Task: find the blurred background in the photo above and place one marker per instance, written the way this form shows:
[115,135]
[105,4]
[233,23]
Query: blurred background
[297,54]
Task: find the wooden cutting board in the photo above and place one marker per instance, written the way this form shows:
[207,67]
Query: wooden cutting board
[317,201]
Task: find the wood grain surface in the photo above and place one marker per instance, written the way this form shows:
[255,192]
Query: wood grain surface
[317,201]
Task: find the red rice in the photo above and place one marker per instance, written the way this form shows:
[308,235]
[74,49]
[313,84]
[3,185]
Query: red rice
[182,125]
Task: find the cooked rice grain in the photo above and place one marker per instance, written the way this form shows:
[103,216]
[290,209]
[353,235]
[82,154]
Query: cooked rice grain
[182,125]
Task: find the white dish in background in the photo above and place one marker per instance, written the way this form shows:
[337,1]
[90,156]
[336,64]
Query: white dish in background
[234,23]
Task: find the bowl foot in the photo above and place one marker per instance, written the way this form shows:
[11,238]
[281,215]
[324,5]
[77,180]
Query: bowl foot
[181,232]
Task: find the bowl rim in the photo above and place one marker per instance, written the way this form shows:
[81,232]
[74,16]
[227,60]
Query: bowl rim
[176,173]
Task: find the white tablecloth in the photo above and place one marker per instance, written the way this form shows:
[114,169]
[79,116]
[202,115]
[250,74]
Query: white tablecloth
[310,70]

GIVEN EXERCISE: Copy every record above word for word, with each line kept as it stands.

RESPONSE:
Task: find the blurred background in the photo above and place one marker per instance, written the way this form shows:
[115,135]
[105,4]
[233,23]
Query: blurred background
[297,54]
Task: find the wooden cutting board in the photo above and place one marker per instance, written the way this form shows:
[207,67]
Query: wooden cutting board
[317,201]
Task: find the wood grain surface in the photo above and place one marker per instance, written the way this form shows:
[255,192]
Query: wood grain surface
[317,201]
Task: find the red rice in the photo above and place one marker per instance, written the way this form shows:
[308,235]
[74,49]
[313,84]
[3,185]
Query: red rice
[182,125]
Task: find the cooked rice grain in the photo above and place one marker per instance, written the way this form shows:
[103,216]
[290,209]
[353,235]
[82,154]
Query: cooked rice grain
[182,125]
Task: find the white dish in background in the photo above and place one marker per instance, written the way this form shows:
[337,1]
[90,156]
[336,64]
Query: white dish in background
[234,23]
Task: find the bowl foot in the photo above and place one marker per instance, written the way this form shows:
[11,238]
[281,215]
[324,5]
[77,180]
Query: bowl foot
[181,232]
Task: find the bowl rim in the photo above and place one marker per instance, written the way this form shows:
[81,232]
[74,16]
[227,60]
Query: bowl rim
[176,173]
Task: find the white tablecloth in the photo above and place one marker per instance, written the way this form shows:
[114,169]
[79,116]
[202,115]
[250,74]
Query: white tablecloth
[310,70]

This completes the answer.